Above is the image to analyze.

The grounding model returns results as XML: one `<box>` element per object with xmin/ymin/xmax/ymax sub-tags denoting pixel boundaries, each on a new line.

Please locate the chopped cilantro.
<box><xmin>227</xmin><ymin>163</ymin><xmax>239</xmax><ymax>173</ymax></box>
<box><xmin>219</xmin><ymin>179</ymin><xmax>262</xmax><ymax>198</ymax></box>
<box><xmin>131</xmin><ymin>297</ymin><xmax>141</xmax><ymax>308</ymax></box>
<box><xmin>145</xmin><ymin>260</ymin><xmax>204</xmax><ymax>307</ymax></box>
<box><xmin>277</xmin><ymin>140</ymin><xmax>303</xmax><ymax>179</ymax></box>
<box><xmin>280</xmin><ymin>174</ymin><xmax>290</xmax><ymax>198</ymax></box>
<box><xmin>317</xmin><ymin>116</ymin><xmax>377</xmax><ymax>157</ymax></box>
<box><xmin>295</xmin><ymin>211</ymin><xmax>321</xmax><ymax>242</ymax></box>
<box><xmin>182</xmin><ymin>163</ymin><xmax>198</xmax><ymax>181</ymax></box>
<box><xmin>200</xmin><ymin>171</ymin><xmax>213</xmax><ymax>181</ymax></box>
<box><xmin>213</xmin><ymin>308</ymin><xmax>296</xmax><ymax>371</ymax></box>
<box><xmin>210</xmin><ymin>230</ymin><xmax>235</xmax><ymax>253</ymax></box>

▬▬▬▬▬▬

> **The task**:
Your task is to transcribe each record faithfully and in full.

> **Answer for this exercise**:
Above is the image to analyze.

The grounding model returns results as XML: one `<box>` element per object with xmin/ymin/xmax/ymax sub-tags denoting pixel boundaries, each on a new line.

Please locate the chopped cilantro.
<box><xmin>227</xmin><ymin>163</ymin><xmax>239</xmax><ymax>173</ymax></box>
<box><xmin>219</xmin><ymin>179</ymin><xmax>262</xmax><ymax>198</ymax></box>
<box><xmin>131</xmin><ymin>297</ymin><xmax>141</xmax><ymax>308</ymax></box>
<box><xmin>145</xmin><ymin>260</ymin><xmax>204</xmax><ymax>307</ymax></box>
<box><xmin>277</xmin><ymin>140</ymin><xmax>303</xmax><ymax>179</ymax></box>
<box><xmin>280</xmin><ymin>174</ymin><xmax>290</xmax><ymax>198</ymax></box>
<box><xmin>317</xmin><ymin>116</ymin><xmax>377</xmax><ymax>157</ymax></box>
<box><xmin>295</xmin><ymin>211</ymin><xmax>321</xmax><ymax>242</ymax></box>
<box><xmin>182</xmin><ymin>163</ymin><xmax>198</xmax><ymax>181</ymax></box>
<box><xmin>200</xmin><ymin>171</ymin><xmax>213</xmax><ymax>181</ymax></box>
<box><xmin>213</xmin><ymin>308</ymin><xmax>296</xmax><ymax>371</ymax></box>
<box><xmin>210</xmin><ymin>230</ymin><xmax>235</xmax><ymax>253</ymax></box>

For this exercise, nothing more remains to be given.